> What the exercise asks: Among the entries below, count the lines with "instance" in them and state the total without comment.

Excerpts from a dataset:
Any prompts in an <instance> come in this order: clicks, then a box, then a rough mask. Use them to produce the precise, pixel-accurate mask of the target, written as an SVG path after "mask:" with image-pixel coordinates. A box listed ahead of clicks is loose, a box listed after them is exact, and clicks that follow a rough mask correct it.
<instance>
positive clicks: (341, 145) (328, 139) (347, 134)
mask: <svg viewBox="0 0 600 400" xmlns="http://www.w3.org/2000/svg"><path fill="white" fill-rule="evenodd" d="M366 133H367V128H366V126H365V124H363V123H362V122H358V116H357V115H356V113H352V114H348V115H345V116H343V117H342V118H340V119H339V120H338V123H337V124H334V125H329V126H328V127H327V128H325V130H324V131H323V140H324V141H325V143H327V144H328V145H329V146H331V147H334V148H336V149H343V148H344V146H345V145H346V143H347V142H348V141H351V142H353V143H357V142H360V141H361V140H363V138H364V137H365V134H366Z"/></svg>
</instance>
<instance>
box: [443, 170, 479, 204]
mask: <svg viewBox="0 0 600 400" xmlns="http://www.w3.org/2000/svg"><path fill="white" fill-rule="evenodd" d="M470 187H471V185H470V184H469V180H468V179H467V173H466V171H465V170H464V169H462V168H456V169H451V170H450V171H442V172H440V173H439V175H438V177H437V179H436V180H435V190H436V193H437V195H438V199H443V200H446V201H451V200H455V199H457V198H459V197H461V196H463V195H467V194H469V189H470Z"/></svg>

> Response to the task: 4